[Collection entries]

════════

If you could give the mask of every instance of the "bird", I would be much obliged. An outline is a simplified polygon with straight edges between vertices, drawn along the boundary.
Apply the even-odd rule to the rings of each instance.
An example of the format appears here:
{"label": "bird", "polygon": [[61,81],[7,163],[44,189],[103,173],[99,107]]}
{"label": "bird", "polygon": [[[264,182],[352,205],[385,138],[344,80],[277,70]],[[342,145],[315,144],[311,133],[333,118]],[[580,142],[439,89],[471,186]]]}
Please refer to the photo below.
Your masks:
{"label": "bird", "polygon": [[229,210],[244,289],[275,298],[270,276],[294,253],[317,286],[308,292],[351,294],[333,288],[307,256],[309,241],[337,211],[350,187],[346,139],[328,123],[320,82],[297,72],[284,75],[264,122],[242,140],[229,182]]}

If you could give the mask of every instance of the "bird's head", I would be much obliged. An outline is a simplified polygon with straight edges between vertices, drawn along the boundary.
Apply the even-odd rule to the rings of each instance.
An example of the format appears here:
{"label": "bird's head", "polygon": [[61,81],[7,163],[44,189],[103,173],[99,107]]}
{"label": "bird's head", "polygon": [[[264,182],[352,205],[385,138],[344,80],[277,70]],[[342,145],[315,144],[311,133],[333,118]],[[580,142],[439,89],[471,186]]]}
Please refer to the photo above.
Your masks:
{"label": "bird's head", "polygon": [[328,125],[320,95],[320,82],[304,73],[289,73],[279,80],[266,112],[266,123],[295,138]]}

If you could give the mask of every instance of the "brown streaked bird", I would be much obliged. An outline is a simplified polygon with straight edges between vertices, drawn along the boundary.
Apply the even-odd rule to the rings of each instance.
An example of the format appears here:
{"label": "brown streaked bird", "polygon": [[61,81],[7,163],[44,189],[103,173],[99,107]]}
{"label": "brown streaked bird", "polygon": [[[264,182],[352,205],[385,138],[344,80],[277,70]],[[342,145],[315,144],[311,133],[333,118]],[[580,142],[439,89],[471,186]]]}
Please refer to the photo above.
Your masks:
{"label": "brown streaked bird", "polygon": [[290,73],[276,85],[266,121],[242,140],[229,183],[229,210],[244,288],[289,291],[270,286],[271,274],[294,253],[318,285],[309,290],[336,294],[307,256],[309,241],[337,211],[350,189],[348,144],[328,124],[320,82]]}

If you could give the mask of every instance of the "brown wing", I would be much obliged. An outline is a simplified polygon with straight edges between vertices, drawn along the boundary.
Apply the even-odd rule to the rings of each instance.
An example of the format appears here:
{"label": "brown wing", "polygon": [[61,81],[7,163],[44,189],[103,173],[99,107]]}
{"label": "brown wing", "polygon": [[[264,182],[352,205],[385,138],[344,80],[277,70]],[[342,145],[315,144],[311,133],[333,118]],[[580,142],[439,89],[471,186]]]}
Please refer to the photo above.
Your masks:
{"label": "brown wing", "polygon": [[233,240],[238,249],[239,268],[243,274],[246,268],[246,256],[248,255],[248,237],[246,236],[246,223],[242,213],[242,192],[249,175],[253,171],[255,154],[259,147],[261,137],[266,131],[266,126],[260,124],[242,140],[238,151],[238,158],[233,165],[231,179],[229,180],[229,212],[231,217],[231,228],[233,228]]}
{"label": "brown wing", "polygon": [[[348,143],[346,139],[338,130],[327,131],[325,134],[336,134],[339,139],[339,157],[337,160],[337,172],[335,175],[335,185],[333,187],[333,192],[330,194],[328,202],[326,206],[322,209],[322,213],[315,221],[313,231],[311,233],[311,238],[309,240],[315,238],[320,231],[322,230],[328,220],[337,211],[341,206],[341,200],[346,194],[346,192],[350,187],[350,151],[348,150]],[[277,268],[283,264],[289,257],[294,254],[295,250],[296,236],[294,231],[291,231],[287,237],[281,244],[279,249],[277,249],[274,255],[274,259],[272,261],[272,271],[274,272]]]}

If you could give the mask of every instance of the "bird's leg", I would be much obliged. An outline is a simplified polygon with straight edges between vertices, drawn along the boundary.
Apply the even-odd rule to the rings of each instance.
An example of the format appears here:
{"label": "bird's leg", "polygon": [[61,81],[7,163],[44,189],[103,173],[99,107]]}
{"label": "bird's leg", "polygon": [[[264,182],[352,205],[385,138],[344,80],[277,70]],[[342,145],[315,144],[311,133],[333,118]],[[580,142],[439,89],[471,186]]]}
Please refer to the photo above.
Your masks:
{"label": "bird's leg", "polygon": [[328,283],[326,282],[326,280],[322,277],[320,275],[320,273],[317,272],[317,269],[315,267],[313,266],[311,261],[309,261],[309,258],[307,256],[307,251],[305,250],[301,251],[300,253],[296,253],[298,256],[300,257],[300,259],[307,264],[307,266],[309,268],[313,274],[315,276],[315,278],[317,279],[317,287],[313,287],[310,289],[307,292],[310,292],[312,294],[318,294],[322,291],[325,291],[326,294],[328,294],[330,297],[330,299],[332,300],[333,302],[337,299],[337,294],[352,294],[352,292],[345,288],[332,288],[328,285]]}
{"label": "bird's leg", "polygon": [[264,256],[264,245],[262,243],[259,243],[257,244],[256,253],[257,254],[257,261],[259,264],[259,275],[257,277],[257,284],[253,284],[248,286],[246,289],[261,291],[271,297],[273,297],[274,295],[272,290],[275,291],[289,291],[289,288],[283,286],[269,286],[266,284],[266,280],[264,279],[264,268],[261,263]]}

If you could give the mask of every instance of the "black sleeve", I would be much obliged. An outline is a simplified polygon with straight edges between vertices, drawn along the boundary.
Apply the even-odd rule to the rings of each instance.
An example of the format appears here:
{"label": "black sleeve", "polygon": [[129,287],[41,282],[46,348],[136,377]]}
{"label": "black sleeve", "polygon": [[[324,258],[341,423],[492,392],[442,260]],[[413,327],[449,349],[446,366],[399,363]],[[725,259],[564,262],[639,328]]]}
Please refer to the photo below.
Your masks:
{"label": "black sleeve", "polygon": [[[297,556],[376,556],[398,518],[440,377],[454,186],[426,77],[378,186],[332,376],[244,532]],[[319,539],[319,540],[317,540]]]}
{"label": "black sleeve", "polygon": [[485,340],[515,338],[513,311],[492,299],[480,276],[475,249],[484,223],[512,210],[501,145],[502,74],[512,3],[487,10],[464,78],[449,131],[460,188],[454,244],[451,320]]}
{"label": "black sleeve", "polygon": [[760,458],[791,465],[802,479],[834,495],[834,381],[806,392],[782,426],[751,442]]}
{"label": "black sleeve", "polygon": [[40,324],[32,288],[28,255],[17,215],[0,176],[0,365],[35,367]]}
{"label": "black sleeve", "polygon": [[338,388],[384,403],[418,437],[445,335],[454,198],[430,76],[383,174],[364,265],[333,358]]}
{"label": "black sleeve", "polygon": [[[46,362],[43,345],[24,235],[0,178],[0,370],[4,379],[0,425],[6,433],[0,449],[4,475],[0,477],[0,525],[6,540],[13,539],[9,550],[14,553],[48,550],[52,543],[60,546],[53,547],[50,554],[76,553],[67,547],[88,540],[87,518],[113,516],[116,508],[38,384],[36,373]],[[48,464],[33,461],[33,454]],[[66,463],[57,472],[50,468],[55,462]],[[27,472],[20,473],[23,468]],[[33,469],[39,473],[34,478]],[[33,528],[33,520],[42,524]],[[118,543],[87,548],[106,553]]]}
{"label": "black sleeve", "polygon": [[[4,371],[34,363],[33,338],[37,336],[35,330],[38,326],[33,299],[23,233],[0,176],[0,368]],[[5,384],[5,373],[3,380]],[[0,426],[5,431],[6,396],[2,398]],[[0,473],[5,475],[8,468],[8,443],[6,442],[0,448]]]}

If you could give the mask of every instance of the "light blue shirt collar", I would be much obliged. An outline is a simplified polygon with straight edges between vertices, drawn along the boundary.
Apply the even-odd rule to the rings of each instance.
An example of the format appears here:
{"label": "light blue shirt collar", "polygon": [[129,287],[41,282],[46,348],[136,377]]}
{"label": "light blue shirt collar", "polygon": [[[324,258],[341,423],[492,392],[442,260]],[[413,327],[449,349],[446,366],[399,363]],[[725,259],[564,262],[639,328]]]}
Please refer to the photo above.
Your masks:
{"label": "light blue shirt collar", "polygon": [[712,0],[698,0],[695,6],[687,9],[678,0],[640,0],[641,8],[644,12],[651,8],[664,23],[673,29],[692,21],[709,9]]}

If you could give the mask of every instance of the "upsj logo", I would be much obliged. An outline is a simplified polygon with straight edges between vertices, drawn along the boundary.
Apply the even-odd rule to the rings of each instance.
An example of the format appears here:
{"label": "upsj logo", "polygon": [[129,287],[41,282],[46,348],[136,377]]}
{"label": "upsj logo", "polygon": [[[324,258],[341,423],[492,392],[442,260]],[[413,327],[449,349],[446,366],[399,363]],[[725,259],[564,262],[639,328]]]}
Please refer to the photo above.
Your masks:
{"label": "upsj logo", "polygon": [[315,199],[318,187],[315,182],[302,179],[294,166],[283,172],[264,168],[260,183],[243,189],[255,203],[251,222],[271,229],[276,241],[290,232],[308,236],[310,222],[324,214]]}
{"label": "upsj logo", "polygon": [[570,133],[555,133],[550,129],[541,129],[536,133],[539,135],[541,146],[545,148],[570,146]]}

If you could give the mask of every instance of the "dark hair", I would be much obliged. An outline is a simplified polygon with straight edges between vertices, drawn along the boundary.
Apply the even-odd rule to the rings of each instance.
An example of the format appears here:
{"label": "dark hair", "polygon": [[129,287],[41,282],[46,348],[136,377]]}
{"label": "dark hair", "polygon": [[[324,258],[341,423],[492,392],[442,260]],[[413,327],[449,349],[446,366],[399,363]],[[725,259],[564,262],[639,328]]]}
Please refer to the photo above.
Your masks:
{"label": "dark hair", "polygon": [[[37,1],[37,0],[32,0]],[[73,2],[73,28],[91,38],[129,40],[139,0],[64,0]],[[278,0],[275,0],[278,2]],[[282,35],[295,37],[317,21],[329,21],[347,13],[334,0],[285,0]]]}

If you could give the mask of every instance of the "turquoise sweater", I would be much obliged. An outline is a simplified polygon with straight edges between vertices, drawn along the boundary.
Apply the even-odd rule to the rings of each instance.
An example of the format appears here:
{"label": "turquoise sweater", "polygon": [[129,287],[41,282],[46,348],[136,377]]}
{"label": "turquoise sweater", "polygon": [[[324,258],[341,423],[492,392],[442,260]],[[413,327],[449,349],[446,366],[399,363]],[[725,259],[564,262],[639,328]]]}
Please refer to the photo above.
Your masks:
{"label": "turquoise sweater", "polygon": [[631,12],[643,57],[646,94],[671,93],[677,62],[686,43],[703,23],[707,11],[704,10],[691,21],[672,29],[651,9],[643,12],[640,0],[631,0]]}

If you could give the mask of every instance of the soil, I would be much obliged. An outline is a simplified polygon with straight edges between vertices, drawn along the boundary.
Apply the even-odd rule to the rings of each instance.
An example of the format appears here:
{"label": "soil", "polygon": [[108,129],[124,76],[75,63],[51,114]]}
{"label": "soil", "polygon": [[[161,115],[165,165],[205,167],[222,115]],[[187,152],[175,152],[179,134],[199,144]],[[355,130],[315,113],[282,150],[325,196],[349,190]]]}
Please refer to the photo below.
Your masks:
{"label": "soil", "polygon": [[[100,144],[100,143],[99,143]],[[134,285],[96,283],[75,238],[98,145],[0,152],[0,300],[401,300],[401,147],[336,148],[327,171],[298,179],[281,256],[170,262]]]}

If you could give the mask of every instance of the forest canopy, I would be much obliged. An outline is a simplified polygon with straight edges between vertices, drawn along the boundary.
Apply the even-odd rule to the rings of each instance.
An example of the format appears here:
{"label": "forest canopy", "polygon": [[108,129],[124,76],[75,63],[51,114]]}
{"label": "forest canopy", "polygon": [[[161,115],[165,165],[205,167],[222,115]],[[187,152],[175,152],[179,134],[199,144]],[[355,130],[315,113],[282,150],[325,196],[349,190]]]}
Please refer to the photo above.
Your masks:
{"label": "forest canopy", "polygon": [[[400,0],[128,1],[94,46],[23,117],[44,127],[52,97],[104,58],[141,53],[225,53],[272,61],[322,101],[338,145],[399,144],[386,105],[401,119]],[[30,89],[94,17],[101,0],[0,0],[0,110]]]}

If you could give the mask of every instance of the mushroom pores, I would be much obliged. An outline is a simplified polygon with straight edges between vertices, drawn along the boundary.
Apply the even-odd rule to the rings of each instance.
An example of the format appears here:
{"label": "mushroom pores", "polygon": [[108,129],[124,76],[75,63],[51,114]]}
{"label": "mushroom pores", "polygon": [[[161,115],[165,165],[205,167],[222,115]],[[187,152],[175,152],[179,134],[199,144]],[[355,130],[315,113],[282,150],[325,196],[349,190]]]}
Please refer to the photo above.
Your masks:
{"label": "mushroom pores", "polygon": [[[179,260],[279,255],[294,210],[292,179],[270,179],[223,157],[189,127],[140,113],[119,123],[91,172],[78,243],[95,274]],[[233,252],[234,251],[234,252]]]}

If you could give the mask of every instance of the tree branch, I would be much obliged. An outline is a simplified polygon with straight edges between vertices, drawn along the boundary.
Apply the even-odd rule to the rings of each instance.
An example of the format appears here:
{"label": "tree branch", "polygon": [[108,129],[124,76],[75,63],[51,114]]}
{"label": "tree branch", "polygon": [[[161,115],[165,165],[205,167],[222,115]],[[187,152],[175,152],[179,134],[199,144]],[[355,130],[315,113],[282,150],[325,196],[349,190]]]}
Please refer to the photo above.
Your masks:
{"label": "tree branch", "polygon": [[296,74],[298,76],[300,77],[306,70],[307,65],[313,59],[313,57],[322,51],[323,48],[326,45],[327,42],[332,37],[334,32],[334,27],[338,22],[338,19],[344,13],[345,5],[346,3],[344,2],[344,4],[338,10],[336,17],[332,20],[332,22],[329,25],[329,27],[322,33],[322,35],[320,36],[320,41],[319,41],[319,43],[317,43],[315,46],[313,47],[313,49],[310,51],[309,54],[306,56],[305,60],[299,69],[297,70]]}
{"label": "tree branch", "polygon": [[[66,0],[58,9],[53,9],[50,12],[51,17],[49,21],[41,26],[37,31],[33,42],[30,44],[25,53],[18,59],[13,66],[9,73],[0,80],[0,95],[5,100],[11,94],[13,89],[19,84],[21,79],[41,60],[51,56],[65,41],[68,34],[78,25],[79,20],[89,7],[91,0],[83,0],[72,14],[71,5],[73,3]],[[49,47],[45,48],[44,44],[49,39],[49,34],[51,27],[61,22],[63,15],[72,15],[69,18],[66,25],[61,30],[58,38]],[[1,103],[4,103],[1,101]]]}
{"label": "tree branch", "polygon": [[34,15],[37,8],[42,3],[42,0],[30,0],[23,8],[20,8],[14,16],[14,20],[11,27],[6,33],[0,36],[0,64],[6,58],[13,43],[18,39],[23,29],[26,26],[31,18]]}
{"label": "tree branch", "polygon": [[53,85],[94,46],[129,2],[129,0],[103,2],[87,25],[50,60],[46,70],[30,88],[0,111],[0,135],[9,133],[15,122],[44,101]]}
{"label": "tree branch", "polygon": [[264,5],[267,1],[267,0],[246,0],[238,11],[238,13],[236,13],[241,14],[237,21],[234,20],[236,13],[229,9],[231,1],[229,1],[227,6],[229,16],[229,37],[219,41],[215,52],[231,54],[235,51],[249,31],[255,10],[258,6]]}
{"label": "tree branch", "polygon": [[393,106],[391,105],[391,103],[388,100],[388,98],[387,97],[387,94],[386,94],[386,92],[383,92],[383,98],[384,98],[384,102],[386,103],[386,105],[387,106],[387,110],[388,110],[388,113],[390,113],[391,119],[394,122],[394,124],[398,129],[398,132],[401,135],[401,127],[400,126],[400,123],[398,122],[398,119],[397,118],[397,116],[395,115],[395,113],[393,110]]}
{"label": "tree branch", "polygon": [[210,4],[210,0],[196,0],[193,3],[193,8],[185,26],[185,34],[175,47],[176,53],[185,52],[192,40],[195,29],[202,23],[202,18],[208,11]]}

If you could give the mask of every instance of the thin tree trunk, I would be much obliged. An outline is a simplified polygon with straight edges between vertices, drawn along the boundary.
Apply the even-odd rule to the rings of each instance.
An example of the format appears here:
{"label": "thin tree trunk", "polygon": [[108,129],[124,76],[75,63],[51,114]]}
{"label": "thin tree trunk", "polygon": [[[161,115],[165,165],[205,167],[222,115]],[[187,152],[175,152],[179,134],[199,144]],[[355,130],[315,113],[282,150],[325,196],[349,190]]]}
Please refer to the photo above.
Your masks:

════════

* AIM *
How many lines in the items above contain the string "collar", with letter case taken into account? Reply with the number only.

* THE RESPONSE *
4